> DESCRIPTION OF THE TASK
Go to the line in the entries below that holds "Where can the microphone" and repeat exactly from there through the line that holds "Where can the dark teal", inclusive.
╭─ DATA SUPPLIED
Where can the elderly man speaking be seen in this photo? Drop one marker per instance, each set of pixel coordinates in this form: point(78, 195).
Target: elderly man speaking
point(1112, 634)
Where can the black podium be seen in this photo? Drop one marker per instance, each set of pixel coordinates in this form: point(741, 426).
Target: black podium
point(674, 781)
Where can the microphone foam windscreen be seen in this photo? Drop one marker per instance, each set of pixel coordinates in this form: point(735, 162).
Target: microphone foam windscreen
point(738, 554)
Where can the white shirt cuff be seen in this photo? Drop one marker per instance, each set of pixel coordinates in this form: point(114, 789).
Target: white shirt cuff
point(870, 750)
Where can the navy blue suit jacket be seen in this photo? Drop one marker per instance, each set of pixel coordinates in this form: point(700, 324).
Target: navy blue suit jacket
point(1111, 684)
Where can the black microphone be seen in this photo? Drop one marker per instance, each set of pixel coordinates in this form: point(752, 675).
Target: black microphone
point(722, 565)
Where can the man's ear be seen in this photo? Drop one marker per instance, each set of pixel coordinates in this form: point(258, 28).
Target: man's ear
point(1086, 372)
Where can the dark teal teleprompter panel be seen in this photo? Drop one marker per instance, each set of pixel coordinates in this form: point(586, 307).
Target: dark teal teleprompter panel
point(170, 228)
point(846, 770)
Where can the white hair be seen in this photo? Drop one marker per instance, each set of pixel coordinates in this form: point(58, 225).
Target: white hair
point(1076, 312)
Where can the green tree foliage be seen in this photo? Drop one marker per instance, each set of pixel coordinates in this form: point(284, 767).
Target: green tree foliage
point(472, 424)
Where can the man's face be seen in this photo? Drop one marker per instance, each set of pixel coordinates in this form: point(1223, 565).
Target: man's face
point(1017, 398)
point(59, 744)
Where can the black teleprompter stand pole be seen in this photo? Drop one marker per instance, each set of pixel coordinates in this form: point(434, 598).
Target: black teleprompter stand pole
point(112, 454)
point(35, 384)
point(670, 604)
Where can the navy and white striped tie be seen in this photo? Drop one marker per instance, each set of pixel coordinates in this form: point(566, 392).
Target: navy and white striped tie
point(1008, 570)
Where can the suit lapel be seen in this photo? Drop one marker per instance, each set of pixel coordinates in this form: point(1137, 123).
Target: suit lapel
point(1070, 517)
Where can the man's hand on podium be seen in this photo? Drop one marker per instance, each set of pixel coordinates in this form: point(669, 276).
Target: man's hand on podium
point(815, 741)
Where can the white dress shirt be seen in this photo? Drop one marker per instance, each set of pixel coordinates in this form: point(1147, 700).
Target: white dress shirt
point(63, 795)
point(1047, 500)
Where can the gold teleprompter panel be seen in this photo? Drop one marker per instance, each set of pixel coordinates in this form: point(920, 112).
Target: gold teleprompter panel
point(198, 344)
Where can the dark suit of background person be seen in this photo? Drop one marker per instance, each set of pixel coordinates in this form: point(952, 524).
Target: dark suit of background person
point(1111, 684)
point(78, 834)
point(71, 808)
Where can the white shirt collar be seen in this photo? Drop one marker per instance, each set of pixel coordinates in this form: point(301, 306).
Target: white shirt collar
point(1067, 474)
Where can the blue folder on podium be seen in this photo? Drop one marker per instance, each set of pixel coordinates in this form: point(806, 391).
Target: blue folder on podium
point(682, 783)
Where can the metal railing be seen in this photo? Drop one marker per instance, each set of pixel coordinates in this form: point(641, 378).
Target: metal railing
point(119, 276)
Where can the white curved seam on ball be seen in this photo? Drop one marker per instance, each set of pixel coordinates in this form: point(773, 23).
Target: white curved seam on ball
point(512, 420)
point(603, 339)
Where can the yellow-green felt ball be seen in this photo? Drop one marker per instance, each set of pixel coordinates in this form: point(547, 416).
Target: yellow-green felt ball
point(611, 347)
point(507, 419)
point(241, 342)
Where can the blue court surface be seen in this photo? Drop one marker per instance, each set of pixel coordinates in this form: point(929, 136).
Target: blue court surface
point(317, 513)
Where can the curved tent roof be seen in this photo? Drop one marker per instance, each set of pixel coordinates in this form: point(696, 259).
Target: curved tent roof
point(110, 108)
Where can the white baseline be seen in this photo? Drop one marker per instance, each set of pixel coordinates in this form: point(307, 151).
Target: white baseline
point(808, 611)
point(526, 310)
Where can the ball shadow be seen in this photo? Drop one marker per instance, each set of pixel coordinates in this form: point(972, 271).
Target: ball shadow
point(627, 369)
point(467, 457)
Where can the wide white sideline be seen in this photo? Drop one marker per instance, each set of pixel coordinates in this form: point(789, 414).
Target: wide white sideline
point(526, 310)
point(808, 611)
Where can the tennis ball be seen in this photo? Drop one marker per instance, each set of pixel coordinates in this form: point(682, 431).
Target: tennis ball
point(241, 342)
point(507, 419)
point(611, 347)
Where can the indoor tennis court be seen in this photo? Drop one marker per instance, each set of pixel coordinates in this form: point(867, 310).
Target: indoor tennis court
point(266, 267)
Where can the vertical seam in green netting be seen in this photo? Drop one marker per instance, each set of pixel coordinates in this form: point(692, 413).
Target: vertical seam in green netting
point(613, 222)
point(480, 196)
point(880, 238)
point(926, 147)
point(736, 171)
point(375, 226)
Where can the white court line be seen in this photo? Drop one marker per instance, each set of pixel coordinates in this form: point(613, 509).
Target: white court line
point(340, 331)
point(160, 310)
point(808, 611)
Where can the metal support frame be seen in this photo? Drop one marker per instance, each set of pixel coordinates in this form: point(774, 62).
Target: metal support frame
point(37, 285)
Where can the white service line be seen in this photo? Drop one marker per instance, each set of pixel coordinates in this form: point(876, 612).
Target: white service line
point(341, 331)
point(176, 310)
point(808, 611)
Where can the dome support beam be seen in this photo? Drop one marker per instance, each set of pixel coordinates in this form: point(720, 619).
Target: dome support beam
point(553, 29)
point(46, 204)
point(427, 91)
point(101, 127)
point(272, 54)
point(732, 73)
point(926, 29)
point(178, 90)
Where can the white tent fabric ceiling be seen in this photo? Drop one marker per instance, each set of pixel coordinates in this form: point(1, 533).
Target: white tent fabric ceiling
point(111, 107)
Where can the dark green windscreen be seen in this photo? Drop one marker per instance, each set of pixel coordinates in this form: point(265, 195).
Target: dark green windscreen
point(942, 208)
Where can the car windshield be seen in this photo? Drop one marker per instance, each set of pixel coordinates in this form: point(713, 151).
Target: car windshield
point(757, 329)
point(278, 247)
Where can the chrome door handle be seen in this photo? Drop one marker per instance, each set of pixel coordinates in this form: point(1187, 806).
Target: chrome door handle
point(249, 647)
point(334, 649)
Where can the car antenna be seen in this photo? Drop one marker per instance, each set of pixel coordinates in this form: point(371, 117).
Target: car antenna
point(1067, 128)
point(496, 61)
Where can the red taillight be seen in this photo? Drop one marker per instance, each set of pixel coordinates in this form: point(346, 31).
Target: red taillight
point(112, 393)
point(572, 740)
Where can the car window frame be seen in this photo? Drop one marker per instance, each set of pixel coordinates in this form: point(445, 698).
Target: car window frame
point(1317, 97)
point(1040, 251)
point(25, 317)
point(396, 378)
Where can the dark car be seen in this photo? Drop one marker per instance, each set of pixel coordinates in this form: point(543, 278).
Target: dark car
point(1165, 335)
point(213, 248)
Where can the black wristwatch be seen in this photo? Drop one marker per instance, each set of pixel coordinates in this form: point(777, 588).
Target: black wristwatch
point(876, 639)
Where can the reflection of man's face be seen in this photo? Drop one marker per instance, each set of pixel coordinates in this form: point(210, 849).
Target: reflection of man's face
╰─
> OUTPUT OF THE TASK
Where can the microphone foam windscreen be seen in this photo? Drop one marker per instance, each set of pixel coordinates in this form: point(735, 162).
Target: microphone foam windscreen
point(738, 554)
Where can the white shirt cuff be seen in this photo? Drop one marker per instance, each set of pixel coordinates in this form: point(114, 789).
Target: white shirt cuff
point(870, 750)
Where can the navy blue suit jacket be seen in this photo? Drop one marker per instance, each set of pixel coordinates in this form: point(700, 324).
Target: navy blue suit jacket
point(1111, 684)
Where can the black microphone be seen in this photo? Drop one marker per instance, each set of pixel coordinates in this form: point(752, 675).
Target: black microphone
point(722, 565)
Where can the man's ear be seen in this photo? Drop one marker per instance, each set of pixel coordinates in this form: point(258, 28).
Target: man's ear
point(1086, 372)
Where can the dark teal teleprompter panel be seen in this photo? Drop one marker per instance, each set of pixel coordinates in this form: point(586, 307).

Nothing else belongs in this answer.